Extracted information =
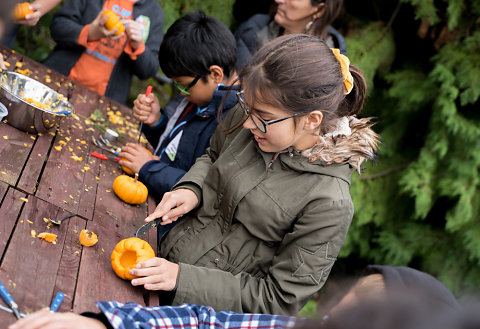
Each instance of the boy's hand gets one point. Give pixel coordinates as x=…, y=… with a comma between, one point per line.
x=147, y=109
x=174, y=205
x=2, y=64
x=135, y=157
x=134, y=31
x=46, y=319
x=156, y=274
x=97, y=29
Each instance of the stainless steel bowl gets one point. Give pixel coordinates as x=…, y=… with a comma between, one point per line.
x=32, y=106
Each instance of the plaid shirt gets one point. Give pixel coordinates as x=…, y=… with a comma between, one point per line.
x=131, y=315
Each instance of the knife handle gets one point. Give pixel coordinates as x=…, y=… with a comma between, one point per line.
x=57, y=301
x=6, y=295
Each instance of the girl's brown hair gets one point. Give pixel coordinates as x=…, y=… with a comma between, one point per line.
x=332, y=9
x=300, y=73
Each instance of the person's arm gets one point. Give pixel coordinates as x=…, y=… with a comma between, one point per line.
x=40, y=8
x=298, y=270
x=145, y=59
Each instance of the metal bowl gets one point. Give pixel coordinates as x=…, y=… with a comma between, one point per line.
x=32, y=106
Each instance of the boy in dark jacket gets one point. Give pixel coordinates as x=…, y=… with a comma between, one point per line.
--
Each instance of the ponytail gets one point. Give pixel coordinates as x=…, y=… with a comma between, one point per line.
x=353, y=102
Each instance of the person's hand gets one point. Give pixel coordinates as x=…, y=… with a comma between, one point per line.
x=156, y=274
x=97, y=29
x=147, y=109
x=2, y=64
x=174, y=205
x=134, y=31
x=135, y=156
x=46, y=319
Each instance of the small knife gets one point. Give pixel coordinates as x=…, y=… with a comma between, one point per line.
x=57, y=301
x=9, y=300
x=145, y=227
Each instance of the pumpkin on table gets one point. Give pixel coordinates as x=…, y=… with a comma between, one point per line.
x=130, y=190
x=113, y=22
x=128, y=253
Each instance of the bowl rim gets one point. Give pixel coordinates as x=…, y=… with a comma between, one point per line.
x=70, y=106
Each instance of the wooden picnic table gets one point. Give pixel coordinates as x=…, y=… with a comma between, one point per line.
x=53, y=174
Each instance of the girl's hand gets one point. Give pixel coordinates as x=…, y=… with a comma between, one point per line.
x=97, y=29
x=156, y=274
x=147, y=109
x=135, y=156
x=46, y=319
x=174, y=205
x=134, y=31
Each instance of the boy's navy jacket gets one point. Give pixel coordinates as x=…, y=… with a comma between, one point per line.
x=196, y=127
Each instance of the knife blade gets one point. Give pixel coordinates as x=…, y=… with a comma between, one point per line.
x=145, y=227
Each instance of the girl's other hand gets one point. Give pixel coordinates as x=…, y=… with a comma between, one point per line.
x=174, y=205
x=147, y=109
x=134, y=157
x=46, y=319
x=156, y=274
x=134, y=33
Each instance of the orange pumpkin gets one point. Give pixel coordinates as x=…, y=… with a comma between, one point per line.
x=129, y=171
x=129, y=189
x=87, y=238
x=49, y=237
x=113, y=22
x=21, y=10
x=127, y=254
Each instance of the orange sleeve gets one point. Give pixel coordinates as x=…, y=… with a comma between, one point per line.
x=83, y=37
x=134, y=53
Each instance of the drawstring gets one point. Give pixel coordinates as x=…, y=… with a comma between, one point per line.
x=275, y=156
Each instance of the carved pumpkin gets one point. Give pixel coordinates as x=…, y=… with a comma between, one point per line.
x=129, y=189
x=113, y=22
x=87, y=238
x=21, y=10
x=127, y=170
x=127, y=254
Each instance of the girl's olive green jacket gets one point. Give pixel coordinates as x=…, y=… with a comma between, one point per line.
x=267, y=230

Problem statement = Copy out the entries word for word, from the line containing "Each instance of the boy's hand" through the line containing "x=145, y=59", keeping both of those lines.

Exercise answer =
Each instance of the boy's hand gets one point. Give pixel coordinates as x=…, y=… with a comma between, one point per line.
x=147, y=109
x=174, y=205
x=2, y=64
x=135, y=157
x=134, y=31
x=46, y=319
x=156, y=274
x=97, y=29
Each instance of the stainless steel bowl gets one point. Give pixel coordinates as x=…, y=… with a comma between, one point per line.
x=32, y=106
Each instance of the plaid shirt gets one point. Give pixel coordinates as x=…, y=… with a comma between, one point per line.
x=131, y=315
Each instance of the knife handle gets one point. Give pixel coordinates as x=…, y=… with a comma between, one point per line.
x=57, y=301
x=6, y=295
Each instance of the girl's brown hair gets one point. Give pixel coordinates as x=…, y=… with a comma between, one point per line.
x=332, y=9
x=300, y=73
Each instance of the person's arm gets one point. Give pixel coordinates as x=…, y=… with a comma between, one point per line.
x=40, y=8
x=298, y=270
x=145, y=59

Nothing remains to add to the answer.